* **What you are asked to do**:
Please copy the records below line for line, leaving out the pictures.

---

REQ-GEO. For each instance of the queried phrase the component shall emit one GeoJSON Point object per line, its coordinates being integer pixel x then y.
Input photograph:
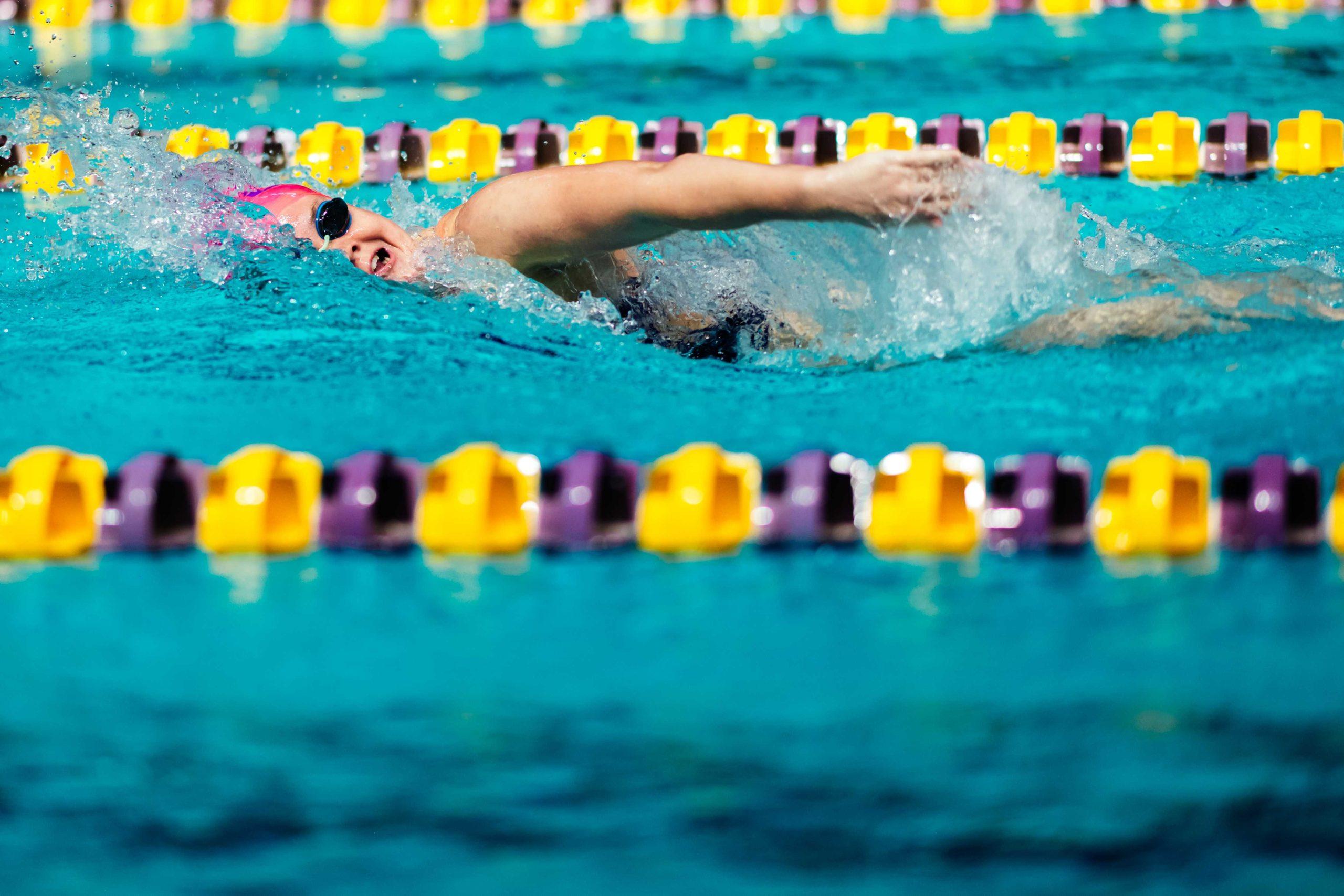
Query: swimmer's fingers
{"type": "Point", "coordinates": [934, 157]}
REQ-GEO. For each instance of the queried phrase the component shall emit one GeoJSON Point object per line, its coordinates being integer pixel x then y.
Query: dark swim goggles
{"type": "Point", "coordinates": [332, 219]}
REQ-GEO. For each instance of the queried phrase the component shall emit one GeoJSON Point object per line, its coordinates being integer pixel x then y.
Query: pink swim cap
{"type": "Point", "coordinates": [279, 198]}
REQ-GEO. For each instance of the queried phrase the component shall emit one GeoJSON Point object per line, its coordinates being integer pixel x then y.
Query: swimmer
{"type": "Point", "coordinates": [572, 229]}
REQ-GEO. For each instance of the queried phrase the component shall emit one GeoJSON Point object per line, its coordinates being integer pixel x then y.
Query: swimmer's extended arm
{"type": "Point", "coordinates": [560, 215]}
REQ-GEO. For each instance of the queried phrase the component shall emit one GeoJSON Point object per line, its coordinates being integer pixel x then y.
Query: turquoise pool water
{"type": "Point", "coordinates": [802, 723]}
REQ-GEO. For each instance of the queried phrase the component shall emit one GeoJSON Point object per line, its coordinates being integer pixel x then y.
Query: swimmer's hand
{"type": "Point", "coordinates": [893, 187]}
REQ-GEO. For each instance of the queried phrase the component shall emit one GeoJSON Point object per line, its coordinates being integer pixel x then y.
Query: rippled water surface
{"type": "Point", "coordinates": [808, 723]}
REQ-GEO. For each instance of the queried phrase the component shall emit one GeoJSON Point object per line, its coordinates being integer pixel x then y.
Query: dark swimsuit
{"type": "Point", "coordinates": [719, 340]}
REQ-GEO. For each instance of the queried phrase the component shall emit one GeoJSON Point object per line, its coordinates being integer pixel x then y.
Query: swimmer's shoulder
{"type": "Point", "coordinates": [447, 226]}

---

* **The completed task**:
REQ-GEO. For each instance of the queried phrase the component shall emit one GeoJSON Point object per line, its coordinates being integer pixel x then y.
Input photograph:
Query: swimmer's fingers
{"type": "Point", "coordinates": [934, 157]}
REQ-GEO. For each instance of the queried phrase the component shall emit one GeoJSON Point object per line, its coordinates being integer pixel x then y.
Query: dark swim goggles
{"type": "Point", "coordinates": [332, 219]}
REQ-GEO. For each instance of the queried phrase the component shall emit one GeoJSON Point object per line, its coordinates being integer pixel x then y.
Query: pink swim cap
{"type": "Point", "coordinates": [279, 198]}
REQ-GEO. For each instance of the queried phrase the component shall emit one GeoJSON Point object per line, its coordinates being integer pixel x then y.
Query: swimmer
{"type": "Point", "coordinates": [572, 229]}
REQ-GEO. For each instance of the queried phrase the component shall emit one GeoJSON Point object per line, its coordinates being integer pixel x then y.
Query: swimmer's extended arm
{"type": "Point", "coordinates": [560, 215]}
REQ-GEO. For each instance of the queried phrase the component shall emit one GeoJSON Point object per line, its coordinates being integer pixel x then y.
Query: turquoise pool water
{"type": "Point", "coordinates": [802, 723]}
REQ-GEO. For each instance of the queried phrase the component shall emit one GeoJSON Point object per line, its coordinates being integer pixel x then y.
Query: swimmer's hand
{"type": "Point", "coordinates": [893, 187]}
REQ-GEO. For each instance of the queried phrase the component shall emit one GeoJSON Point object per line, its coordinates being integer pixel x then y.
Query: rippled water surface
{"type": "Point", "coordinates": [808, 723]}
REQ-GEO. For each instance of the queried phrase the component shall emit one GeoJSON Point object per line, its coordinates being integer pixel x then y.
Query: dark swimsuit
{"type": "Point", "coordinates": [719, 340]}
REQ-GEO. For each instance of the queried phrase the component shall emit one GeoJSON Point object per line, its coordinates being integer pixel x then y.
Query: swimmer's shoulder
{"type": "Point", "coordinates": [447, 226]}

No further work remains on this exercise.